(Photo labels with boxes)

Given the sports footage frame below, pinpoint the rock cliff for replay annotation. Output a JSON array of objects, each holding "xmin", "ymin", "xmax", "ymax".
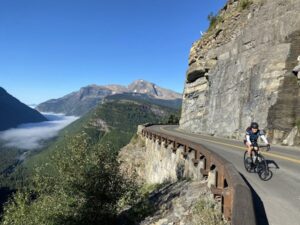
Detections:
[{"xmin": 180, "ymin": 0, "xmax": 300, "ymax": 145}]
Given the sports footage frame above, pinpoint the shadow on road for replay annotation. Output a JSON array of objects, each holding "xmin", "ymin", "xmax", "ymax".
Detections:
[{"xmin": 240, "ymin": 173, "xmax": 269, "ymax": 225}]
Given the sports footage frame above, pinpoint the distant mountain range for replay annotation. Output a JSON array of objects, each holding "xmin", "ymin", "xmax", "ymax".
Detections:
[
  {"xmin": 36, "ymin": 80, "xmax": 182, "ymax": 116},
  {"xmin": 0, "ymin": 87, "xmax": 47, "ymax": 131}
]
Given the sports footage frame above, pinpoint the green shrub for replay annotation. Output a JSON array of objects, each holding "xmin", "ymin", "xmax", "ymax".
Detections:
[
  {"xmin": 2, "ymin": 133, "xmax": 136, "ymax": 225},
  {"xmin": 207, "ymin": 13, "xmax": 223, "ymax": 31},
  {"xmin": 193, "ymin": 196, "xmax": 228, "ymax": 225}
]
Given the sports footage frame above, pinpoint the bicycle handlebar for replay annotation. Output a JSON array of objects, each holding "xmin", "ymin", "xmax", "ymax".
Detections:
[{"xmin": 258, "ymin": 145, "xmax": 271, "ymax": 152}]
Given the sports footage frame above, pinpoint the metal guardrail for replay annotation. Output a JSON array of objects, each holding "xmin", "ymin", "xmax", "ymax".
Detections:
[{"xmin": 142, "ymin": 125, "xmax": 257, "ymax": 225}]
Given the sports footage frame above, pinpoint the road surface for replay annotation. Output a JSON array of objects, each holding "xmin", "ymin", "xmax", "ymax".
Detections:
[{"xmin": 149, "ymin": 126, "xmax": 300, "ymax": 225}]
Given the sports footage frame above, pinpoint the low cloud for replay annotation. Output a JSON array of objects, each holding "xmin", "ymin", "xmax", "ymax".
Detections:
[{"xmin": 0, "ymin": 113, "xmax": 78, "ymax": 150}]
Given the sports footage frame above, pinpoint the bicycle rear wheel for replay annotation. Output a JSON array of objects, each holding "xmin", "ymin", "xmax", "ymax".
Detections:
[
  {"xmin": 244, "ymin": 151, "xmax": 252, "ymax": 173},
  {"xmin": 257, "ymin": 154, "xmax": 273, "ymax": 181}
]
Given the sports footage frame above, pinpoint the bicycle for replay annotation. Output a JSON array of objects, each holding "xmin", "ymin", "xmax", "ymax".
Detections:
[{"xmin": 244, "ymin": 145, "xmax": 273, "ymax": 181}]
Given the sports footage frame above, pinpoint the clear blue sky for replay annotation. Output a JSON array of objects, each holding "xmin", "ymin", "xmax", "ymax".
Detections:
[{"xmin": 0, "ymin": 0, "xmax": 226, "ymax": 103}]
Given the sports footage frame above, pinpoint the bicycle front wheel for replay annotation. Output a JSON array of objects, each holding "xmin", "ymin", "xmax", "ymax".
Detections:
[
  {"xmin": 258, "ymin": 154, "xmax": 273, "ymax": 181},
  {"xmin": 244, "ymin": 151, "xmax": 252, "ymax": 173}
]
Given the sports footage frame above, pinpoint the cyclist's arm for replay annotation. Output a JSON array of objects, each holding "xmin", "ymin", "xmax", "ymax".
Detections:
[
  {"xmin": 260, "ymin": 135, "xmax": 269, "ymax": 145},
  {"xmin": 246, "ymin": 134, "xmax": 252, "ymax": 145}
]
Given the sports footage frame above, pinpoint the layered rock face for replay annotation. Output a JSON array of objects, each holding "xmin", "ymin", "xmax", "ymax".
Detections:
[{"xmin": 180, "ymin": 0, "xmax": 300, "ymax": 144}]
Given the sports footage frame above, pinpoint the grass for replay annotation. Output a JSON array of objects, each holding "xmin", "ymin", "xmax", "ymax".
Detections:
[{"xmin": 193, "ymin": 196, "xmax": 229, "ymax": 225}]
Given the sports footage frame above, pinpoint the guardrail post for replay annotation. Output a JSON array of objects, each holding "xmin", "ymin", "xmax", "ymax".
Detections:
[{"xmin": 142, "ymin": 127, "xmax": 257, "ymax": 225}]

■ Task brief ■
Reproduce the entire listing above line for line, omitting the pictures.

■ Response to the task ■
Given the sports footage frame below, pinpoint the rock cliff for replay annotation. Output a JSON array of objects, each holding "xmin", "ymin", "xmax", "ymax".
Detections:
[{"xmin": 180, "ymin": 0, "xmax": 300, "ymax": 145}]
Given the sports footage frame above, pinpoint the shadow on road for replay annotation. Output a JSON array of objects, each holding "xmin", "ymin", "xmax", "ymax".
Detections:
[{"xmin": 240, "ymin": 173, "xmax": 269, "ymax": 225}]
Given the sports footage frame above, pinpoint the distant mountain range for replay annotation. Output a JSON array of objects, each holding "xmin", "ymin", "xmax", "ymax".
Detections:
[
  {"xmin": 36, "ymin": 80, "xmax": 182, "ymax": 116},
  {"xmin": 0, "ymin": 87, "xmax": 47, "ymax": 131}
]
Given the sports footage frame above, pinpoint the green shrub for replay annotation. Output a JSON array of objects, each holding "xmin", "ymin", "xmax", "ymax".
Detections:
[
  {"xmin": 2, "ymin": 133, "xmax": 136, "ymax": 225},
  {"xmin": 207, "ymin": 13, "xmax": 223, "ymax": 31},
  {"xmin": 193, "ymin": 196, "xmax": 228, "ymax": 225}
]
Given the sports footage frame above, pinpoint the bicycle handlebar for replay annotation. Output a JSON array of objects, each holding "xmin", "ymin", "xmax", "ymax".
Detections:
[{"xmin": 258, "ymin": 145, "xmax": 271, "ymax": 152}]
Given the sports footage frame above, pinpoint the metal guardrail for replay annotation. Output a JSON array of objects, each holding "xmin", "ymin", "xmax", "ymax".
Detections:
[{"xmin": 142, "ymin": 125, "xmax": 257, "ymax": 225}]
Given the sports footage frame above, pinpoint the road surface for replay annotation. Output a JSON array of objects, each holding "xmin", "ymin", "xmax", "ymax".
Detections:
[{"xmin": 149, "ymin": 126, "xmax": 300, "ymax": 225}]
Given the sports footage frame above, pinpoint the low cloud for replay annotation. Output a JSON array of objects, each holding "xmin", "ymin", "xmax", "ymax".
Detections:
[{"xmin": 0, "ymin": 113, "xmax": 78, "ymax": 150}]
Given the sports footage frame above, pinpoint the bicycle rear wheel for replay annotation. Output a JSON array of objects, each holding "xmin", "ymin", "xmax", "ymax".
Detections:
[
  {"xmin": 244, "ymin": 151, "xmax": 252, "ymax": 173},
  {"xmin": 257, "ymin": 154, "xmax": 273, "ymax": 181}
]
Given the sports footage frame above, pinpoint the bicycle for replay annotation. Output a JSON array of objects, each holding "xmin", "ymin", "xmax", "ymax".
Detections:
[{"xmin": 244, "ymin": 145, "xmax": 273, "ymax": 181}]
Given the sports footage frame above, pinpoint the clear blue sky for replay annotation. Output a JSON array of objects, each holding "xmin", "ymin", "xmax", "ymax".
Detections:
[{"xmin": 0, "ymin": 0, "xmax": 226, "ymax": 103}]
Given the sports footage frame above, pinpoint the bicycle front wheel for replay annotation. Output a JSON array of objects, each holding "xmin", "ymin", "xmax", "ymax".
Detections:
[
  {"xmin": 258, "ymin": 154, "xmax": 273, "ymax": 181},
  {"xmin": 244, "ymin": 151, "xmax": 252, "ymax": 173}
]
Given the sports footage frame above, pinpoint the cyclist's arm for replay annotation. Output a JSON array of objects, each holding "xmin", "ymin", "xmax", "ymax".
Detections:
[
  {"xmin": 260, "ymin": 135, "xmax": 269, "ymax": 145},
  {"xmin": 246, "ymin": 134, "xmax": 252, "ymax": 145}
]
Given the sports footage frame above, pinpoint the layered rock face for replay annotation. Output a JSON array of objects, each holding "xmin", "ymin", "xmax", "ymax".
Detections:
[{"xmin": 180, "ymin": 0, "xmax": 300, "ymax": 144}]
Given the sports footage frame above, pinpoint the grass for replay annotation. Output a JSON array of objects, each holding "xmin", "ymin", "xmax", "ymax".
Detections:
[{"xmin": 193, "ymin": 196, "xmax": 229, "ymax": 225}]
Given the sports footage frame above, pinpoint the guardrail post for replay annotation. Output a JSON array of objects, each holding "xmin", "ymin", "xmax", "ymax".
Detections:
[{"xmin": 142, "ymin": 127, "xmax": 257, "ymax": 225}]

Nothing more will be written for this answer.